Please pull out every line in the records below that contains the string "brown", and copy each one. Case counts, so match uppercase and lowercase letters precisely.
+ + + + +
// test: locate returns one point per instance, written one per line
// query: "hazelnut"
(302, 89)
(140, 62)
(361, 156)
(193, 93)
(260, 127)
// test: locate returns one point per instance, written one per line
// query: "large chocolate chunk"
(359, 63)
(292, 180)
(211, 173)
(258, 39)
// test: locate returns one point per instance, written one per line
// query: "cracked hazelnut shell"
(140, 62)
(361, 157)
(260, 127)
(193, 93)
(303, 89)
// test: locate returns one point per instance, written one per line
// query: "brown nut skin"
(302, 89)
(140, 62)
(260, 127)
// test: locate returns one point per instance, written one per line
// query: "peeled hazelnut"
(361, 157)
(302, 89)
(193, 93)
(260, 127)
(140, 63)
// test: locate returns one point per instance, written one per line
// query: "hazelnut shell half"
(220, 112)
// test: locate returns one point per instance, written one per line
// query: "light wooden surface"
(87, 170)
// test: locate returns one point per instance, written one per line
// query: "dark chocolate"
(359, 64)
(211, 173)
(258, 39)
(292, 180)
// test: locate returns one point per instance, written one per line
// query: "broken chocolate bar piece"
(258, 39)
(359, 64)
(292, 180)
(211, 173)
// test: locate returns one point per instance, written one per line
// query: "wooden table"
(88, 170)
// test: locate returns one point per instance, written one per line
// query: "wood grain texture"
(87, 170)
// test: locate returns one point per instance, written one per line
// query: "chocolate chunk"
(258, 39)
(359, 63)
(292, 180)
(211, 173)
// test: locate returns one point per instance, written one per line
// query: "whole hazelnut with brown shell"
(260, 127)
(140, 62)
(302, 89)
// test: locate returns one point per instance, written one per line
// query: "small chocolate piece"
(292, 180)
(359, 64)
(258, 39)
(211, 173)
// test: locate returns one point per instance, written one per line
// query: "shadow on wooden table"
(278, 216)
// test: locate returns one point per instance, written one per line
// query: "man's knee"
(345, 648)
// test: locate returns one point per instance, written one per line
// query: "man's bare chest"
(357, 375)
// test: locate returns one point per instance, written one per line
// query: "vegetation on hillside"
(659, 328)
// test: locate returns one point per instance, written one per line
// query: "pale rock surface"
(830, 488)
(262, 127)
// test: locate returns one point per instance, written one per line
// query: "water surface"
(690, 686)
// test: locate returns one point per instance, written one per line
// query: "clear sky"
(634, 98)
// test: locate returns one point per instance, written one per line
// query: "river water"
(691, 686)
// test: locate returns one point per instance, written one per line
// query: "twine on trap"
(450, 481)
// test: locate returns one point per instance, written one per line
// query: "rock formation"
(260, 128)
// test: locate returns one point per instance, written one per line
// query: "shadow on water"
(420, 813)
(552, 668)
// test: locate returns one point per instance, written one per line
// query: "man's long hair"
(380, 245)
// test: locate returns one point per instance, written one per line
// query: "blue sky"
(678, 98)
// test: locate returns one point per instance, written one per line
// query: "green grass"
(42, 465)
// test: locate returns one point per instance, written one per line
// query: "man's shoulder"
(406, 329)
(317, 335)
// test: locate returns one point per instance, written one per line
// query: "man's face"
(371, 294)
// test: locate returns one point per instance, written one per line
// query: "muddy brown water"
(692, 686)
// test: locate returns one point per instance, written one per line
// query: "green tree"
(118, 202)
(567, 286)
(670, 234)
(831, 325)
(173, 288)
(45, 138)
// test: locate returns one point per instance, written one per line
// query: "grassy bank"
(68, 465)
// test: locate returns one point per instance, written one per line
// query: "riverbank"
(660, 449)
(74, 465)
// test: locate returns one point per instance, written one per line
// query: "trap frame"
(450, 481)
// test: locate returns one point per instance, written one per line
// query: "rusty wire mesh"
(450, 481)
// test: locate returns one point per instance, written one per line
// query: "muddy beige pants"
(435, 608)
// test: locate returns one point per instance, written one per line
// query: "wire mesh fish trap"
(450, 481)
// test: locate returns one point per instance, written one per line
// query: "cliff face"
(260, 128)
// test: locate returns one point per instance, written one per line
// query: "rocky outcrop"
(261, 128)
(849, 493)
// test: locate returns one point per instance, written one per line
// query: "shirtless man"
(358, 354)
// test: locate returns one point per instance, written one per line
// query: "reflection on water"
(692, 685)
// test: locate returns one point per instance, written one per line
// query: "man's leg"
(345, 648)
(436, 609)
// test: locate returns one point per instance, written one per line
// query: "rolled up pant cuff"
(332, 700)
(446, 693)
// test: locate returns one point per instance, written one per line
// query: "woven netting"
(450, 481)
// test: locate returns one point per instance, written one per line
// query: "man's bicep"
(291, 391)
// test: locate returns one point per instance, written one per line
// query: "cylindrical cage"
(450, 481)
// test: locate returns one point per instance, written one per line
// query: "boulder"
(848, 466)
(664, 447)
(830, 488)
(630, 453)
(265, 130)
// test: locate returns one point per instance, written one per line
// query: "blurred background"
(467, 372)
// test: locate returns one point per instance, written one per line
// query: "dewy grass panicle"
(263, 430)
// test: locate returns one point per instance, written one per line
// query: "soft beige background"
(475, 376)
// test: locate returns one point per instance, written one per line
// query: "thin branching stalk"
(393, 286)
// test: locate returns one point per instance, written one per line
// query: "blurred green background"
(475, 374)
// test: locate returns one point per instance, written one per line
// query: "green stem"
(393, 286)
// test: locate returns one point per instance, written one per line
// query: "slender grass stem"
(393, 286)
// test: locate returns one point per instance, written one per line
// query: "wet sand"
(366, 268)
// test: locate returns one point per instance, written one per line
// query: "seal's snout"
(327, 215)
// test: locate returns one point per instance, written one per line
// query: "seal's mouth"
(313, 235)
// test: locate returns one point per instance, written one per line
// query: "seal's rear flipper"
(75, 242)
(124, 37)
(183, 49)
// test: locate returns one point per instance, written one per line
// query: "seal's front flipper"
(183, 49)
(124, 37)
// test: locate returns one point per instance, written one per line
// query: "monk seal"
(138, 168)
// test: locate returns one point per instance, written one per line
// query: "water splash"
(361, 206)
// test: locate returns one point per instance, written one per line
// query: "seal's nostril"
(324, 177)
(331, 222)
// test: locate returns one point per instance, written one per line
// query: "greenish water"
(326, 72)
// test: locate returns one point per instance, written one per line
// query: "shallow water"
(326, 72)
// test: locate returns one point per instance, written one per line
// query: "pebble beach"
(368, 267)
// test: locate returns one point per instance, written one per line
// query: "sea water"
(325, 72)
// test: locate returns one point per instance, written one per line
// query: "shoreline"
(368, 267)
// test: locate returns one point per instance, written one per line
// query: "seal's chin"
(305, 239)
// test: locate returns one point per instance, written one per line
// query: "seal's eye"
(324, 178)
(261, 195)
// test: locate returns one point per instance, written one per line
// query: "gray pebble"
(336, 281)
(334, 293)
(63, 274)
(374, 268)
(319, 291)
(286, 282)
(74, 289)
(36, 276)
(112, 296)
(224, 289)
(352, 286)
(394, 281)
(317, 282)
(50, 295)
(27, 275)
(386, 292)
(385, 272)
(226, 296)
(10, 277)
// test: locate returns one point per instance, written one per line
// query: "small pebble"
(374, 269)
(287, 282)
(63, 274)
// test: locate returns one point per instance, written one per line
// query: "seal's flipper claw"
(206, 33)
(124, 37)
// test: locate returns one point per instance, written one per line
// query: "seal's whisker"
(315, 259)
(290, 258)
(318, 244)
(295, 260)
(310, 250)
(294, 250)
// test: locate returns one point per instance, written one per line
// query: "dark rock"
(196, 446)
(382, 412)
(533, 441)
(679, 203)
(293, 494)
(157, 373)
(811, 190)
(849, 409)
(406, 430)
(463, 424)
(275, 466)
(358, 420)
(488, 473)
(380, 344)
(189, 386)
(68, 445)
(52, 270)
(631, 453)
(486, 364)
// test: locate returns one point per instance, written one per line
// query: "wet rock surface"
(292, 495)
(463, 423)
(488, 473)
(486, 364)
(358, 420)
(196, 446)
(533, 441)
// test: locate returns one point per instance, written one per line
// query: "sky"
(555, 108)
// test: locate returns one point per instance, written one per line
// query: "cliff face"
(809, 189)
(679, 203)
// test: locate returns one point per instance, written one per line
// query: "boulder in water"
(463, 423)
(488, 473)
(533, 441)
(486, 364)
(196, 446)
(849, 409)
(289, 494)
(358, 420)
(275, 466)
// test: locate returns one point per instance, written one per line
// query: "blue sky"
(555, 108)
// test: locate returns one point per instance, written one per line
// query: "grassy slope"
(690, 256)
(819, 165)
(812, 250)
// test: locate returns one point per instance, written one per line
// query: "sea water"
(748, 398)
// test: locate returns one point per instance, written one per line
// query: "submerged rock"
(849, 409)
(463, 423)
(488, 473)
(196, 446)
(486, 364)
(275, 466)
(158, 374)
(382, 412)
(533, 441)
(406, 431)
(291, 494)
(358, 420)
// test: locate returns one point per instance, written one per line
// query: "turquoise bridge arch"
+ + + + +
RESPONSE TO THE EXERCISE
// query: "brown nut skin"
// query: "whole hazelnut with brown shell"
// query: "muddy brown water"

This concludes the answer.